EXTRACTO DE LA PÁGINA:

▬▬▬▬▬▬▬▬▬▬

Francisco Fernández-Carvajal 29 de junio de
2019
— Exigencias de la vocación: prontitud en la entrega,
desprendimiento, no poner condiciones...
— Las pruebas de la fidelidad.
— Virtudes que sostienen nuestro camino hacia el
Señor.
I. Las lecturas de
la Misa nos ayudan a meditar las exigencias que la propia vocación lleva
consigo en el servicio a Dios y a los hombres. La Primera lectura1 muestra
cómo Elías es enviado por Dios desde el Horeb, para que consagrara como profeta
de Yahvé a Eliseo. Bajó Elías del monte y encontró a Eliseo arando; pasó
a su lado y le echó encima el manto, indicando con este gesto que Dios lo
tomaba a su exclusivo servicio. Eliseo respondió con prontitud y con plenitud,
sin dejar atrás nada que le retuviera: cogió la yunta de bueyes y los
mató, hizo fuego con los aperos, asó la carne y ofreció de comer a su gente.
Luego se levantó y marchó tras Elías...
San Lucas nos presenta en el Evangelio de la Misa2 a
tres personas que pretenden seguir al Señor. El primero se acerca a Jesús mientras
iban de camino en ese largo viaje, el último, hacia Jerusalén y hacia
el Calvario. Las disposiciones de este nuevo discípulo parecen
excelentes: te seguiré a dondequiera que vayas, le dice al Maestro.
Y ante esta muestra de generosidad, el Señor quiere dejarle claro el género de
vida que le espera si de verdad le sigue, para que luego no se llame a engaño.
La misión de Cristo es un ir y venir constante, predicando el Evangelio y dando
la salvación a todos, y no tiene dónde reclinar la cabeza. Así ha
de ser la vida de los que le sigan: han de estar desprendidos de las cosas y su
disponibilidad ha de ser completa.
Al segundo, es el mismo Señor quien le llama: Sígueme,
le dice. Este posible discípulo que es invitado a seguir de cerca al Maestro
quiere oír la llamada, pero no inmediatamente; piensa en un tiempo más
oportuno, porque le retiene un asunto familiar. No se da cuenta de que, cuando
Dios llama, ese es precisamente el momento más oportuno, aunque en apariencia,
miradas con ojos humanos las circunstancias que rodean una vocación, puedan
encontrarse razones que aconsejen dilatar la entrega para más adelante. Dios
tiene unos planes más altos para el discípulo y para quienes, aparentemente,
saldrían perjudicados por su marcha. Tiene todo dispuesto desde la eternidad
para que de esa elección resulte el bien de todos. La disponibilidad de quien
siga a Cristo ha de ser pronta, alegre, desprendida, sin condiciones3.

▬▬▬▬▬▬▬▬▬▬

Extracto de un conjunto de datos
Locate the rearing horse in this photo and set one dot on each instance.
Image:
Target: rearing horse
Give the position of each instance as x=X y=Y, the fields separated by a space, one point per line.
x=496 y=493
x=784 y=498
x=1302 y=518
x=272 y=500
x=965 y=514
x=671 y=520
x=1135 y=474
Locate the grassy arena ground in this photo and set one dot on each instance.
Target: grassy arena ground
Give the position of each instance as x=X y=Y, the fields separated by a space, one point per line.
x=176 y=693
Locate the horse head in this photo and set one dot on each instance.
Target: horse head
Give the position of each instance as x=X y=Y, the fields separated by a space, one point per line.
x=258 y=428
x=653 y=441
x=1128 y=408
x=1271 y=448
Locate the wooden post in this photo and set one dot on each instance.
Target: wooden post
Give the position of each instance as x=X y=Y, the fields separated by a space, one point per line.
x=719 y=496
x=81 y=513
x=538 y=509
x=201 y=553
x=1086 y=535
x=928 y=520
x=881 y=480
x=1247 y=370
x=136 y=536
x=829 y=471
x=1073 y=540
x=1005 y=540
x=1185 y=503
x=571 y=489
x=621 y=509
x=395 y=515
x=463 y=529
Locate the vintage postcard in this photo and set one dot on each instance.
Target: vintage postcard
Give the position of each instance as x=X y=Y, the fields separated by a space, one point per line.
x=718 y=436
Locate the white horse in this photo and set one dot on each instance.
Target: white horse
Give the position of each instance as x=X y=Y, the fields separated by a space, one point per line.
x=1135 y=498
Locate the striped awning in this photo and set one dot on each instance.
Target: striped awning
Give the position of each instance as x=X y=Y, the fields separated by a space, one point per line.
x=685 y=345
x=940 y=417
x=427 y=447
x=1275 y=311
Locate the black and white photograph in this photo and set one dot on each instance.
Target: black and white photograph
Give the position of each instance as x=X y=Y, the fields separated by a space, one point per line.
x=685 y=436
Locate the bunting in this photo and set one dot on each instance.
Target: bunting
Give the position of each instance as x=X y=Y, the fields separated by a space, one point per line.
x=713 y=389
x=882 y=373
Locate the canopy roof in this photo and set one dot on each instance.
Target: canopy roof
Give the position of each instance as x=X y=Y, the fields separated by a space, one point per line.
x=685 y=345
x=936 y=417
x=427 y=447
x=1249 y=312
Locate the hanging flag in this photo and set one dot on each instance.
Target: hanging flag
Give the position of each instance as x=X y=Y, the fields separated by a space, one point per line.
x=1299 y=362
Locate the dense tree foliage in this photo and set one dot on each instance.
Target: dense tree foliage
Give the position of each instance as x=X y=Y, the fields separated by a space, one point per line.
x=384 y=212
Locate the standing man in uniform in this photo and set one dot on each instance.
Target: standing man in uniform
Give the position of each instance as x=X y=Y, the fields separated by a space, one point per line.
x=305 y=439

▬▬▬▬▬▬▬▬▬▬

CONSIGNA: Copia de nuevo el pasaje del texto sobre las exigencias de la vocación desde "I. Las lecturas" hasta "marchó tras Elías...", ambos incluidos, y cambia el nombre "Horeb" por "Sinaí". Las filas del conjunto de datos constituyen un material independiente.

RESPUESTA:
I. Las lecturas de
la Misa nos ayudan a meditar las exigencias que la propia vocación lleva
consigo en el servicio a Dios y a los hombres. La Primera lectura1 muestra
cómo Elías es enviado por Dios desde el Sinaí, para que consagrara como profeta
de Yahvé a Eliseo. Bajó Elías del monte y encontró a Eliseo arando; pasó
a su lado y le echó encima el manto, indicando con este gesto que Dios lo
tomaba a su exclusivo servicio. Eliseo respondió con prontitud y con plenitud,
sin dejar atrás nada que le retuviera: cogió la yunta de bueyes y los
mató, hizo fuego con los aperos, asó la carne y ofreció de comer a su gente.
Luego se levantó y marchó tras Elías...